[Natural language region descriptions]
────────────────────
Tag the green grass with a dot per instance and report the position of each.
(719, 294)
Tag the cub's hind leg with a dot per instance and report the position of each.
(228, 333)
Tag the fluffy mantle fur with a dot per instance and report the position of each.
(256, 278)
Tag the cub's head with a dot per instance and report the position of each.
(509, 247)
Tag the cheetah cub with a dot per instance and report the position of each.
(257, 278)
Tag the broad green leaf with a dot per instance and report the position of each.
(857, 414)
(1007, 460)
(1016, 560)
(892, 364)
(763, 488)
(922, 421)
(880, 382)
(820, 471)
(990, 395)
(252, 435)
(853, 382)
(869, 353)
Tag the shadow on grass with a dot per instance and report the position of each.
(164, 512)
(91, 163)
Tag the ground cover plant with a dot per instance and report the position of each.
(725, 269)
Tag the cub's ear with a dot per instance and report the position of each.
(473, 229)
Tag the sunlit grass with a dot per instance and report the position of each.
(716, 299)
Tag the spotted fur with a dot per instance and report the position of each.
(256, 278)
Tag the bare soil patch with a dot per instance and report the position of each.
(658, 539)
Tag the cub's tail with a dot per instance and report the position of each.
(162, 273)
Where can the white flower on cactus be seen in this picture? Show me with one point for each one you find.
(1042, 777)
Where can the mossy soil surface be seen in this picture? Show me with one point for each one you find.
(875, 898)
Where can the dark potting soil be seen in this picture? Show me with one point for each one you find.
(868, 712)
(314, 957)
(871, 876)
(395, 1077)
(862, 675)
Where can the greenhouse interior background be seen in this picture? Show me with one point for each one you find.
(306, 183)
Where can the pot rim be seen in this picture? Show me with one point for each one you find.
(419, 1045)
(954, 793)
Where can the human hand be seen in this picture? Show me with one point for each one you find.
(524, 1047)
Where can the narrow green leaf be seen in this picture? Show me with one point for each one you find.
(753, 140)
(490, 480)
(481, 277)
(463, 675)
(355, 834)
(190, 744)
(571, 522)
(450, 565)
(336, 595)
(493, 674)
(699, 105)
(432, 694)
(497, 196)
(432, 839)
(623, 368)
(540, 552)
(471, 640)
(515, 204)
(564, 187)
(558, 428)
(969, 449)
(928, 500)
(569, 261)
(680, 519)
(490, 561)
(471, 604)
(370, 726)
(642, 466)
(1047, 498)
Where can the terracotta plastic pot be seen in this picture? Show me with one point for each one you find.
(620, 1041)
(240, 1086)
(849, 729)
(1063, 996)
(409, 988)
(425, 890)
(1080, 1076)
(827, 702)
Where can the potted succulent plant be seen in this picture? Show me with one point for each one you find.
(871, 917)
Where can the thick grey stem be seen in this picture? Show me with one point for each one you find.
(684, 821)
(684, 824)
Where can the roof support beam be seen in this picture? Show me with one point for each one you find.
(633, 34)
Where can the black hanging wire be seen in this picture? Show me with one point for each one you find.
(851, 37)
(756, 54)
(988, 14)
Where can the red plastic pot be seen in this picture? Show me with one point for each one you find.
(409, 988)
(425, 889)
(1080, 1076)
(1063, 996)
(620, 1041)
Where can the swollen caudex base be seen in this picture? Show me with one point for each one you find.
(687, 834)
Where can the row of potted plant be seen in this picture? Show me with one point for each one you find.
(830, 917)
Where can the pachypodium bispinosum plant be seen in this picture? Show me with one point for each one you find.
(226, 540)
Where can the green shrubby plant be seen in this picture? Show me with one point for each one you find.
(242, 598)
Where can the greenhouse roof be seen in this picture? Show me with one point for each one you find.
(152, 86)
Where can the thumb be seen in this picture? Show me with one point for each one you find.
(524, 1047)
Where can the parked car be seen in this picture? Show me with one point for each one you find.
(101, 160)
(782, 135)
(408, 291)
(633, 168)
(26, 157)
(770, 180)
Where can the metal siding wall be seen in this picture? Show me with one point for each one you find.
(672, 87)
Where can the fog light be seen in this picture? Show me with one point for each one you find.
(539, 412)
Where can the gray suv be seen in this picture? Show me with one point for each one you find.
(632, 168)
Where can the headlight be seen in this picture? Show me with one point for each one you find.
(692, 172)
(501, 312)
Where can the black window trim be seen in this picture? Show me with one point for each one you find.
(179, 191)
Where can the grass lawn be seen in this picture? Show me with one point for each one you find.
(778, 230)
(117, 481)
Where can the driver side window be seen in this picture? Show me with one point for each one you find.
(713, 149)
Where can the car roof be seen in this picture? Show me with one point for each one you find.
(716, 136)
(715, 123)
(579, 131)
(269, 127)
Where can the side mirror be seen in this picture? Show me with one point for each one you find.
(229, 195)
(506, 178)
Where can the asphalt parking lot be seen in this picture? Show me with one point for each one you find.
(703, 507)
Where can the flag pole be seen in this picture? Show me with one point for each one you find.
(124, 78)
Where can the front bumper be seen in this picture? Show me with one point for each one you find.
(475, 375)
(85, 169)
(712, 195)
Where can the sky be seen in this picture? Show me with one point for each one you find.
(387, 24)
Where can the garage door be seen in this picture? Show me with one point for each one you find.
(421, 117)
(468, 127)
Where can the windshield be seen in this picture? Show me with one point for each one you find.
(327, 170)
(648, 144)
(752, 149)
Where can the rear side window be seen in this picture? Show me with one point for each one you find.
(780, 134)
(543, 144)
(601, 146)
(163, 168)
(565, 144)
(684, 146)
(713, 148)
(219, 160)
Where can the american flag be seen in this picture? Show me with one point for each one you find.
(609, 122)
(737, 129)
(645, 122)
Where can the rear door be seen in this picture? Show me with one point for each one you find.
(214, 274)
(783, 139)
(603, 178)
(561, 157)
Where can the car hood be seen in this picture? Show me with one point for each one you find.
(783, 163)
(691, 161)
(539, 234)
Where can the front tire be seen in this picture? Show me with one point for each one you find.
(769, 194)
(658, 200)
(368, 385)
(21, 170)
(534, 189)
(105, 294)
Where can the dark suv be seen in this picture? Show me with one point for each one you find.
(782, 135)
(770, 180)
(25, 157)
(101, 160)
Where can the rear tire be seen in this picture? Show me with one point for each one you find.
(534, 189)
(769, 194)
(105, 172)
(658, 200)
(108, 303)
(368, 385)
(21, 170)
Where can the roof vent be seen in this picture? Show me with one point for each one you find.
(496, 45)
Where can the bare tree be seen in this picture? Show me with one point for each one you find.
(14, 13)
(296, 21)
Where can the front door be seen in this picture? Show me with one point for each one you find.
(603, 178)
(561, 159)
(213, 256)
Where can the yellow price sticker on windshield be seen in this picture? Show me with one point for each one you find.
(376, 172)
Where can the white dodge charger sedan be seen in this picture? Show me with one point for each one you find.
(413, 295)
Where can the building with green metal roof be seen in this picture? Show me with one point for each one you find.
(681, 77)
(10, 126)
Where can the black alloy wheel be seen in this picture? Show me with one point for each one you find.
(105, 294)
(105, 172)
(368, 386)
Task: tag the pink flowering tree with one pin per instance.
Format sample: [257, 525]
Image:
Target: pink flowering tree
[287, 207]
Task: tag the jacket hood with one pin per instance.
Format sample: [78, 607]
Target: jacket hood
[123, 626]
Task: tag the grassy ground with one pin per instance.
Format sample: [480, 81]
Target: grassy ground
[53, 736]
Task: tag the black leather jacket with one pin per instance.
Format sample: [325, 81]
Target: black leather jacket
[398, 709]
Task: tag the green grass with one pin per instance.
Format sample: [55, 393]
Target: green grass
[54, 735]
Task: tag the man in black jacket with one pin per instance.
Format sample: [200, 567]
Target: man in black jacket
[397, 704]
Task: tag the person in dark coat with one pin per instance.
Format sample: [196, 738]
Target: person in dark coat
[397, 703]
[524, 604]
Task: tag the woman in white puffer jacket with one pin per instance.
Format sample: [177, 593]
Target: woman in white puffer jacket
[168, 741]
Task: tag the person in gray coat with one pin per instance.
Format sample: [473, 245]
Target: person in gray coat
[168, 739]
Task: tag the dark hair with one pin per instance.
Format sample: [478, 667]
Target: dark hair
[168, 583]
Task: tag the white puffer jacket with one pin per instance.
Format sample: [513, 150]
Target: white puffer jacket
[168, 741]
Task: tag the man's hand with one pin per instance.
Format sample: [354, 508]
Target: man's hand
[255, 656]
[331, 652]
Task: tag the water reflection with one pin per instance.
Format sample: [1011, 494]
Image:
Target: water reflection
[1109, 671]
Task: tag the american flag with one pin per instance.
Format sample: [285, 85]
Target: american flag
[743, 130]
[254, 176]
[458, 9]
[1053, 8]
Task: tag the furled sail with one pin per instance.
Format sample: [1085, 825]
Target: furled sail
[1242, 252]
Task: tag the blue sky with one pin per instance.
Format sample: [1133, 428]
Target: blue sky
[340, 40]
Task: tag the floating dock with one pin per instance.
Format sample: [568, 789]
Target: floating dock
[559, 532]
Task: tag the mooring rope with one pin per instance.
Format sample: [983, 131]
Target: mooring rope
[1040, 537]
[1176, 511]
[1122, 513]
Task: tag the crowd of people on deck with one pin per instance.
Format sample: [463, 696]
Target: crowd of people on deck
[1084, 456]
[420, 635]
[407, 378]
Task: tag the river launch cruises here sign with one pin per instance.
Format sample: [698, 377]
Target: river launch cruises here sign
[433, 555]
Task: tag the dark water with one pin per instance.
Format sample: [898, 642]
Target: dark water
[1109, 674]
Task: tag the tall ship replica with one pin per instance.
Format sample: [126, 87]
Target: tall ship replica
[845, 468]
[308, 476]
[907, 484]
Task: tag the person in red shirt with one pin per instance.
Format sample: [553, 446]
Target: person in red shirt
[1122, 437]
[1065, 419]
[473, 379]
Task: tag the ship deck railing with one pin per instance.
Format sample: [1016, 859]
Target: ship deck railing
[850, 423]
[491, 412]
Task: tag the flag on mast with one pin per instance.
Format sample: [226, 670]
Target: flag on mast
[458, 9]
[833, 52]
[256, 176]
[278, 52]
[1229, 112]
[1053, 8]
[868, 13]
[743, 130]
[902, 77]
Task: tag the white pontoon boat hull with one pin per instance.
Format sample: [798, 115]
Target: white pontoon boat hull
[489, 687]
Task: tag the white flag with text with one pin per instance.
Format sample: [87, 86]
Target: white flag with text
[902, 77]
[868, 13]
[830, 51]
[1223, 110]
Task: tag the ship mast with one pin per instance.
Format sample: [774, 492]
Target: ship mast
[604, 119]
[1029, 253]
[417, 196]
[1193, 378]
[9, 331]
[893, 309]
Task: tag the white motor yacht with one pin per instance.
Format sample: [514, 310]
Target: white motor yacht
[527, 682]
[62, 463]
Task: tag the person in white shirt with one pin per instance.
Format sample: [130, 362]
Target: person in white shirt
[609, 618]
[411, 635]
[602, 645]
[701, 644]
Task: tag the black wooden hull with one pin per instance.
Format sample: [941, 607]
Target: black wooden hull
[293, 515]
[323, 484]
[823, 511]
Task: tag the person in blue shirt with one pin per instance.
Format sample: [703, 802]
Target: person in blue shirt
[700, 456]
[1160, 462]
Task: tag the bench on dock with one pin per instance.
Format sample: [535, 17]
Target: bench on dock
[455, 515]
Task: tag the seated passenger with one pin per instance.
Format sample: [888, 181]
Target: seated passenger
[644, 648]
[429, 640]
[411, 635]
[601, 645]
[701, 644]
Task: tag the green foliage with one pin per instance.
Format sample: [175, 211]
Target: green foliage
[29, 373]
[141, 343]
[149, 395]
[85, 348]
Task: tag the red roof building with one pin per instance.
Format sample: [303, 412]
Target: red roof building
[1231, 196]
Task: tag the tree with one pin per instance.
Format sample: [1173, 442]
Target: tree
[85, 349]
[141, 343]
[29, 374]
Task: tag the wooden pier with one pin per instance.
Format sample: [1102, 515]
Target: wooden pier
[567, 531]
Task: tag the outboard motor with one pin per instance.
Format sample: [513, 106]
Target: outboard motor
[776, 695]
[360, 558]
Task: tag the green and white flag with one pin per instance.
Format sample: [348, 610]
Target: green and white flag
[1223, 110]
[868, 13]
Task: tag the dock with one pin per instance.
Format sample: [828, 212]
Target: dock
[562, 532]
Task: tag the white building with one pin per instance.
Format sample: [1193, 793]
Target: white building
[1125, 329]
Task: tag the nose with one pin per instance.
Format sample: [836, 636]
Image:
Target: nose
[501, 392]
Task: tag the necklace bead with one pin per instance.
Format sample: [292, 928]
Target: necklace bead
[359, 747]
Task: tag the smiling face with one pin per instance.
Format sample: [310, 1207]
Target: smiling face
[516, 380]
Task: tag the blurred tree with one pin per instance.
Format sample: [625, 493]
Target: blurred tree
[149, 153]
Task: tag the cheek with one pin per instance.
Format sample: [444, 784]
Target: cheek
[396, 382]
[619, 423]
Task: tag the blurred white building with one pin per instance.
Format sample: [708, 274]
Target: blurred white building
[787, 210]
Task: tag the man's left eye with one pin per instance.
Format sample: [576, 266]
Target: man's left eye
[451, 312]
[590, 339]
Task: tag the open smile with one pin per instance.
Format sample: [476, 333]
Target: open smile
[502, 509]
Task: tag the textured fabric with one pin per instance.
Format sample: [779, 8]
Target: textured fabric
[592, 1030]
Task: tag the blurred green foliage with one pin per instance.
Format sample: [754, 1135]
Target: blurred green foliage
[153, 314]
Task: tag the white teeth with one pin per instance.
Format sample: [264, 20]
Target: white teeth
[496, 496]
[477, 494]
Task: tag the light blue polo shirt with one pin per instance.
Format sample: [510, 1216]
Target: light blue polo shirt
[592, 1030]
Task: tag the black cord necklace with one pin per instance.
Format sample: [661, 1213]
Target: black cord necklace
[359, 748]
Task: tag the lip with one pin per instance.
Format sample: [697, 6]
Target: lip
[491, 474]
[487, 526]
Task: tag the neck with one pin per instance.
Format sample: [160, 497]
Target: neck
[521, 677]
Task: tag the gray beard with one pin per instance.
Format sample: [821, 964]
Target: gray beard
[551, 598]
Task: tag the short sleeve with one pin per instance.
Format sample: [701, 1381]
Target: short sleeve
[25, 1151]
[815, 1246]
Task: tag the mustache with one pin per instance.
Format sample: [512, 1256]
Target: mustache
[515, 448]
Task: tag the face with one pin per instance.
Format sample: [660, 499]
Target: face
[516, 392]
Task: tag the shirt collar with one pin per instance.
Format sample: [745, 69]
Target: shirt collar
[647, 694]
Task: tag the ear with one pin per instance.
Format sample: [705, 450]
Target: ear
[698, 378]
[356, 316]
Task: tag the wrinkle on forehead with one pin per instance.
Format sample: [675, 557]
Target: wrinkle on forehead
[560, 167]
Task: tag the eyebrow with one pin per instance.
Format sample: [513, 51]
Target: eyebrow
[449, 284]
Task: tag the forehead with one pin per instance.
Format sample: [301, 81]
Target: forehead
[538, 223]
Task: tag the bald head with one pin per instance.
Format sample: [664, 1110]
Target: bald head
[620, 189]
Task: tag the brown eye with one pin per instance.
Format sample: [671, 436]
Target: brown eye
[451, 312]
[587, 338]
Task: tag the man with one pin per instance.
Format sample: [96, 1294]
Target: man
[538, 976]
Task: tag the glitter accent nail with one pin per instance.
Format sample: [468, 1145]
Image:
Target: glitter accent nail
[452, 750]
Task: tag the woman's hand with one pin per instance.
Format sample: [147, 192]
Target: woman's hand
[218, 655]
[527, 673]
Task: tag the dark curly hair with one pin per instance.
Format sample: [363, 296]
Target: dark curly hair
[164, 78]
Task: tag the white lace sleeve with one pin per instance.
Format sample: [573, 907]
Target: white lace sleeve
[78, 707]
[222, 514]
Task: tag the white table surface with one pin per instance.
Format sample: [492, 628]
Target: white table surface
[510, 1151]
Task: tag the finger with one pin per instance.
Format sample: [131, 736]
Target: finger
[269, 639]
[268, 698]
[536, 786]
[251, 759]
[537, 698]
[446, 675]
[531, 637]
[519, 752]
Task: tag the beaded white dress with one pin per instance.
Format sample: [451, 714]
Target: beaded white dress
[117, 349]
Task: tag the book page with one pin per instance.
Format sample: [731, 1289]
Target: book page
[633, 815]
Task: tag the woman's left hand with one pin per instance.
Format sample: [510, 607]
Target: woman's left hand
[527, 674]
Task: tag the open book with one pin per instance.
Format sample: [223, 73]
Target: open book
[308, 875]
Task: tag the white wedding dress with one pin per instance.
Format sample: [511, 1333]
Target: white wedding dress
────────────────────
* [What you should do]: Copy out each line of the data that includes the string "wedding".

* [Answer box]:
Task: tag the white wedding dress with one pin per instance.
Target: white wedding dress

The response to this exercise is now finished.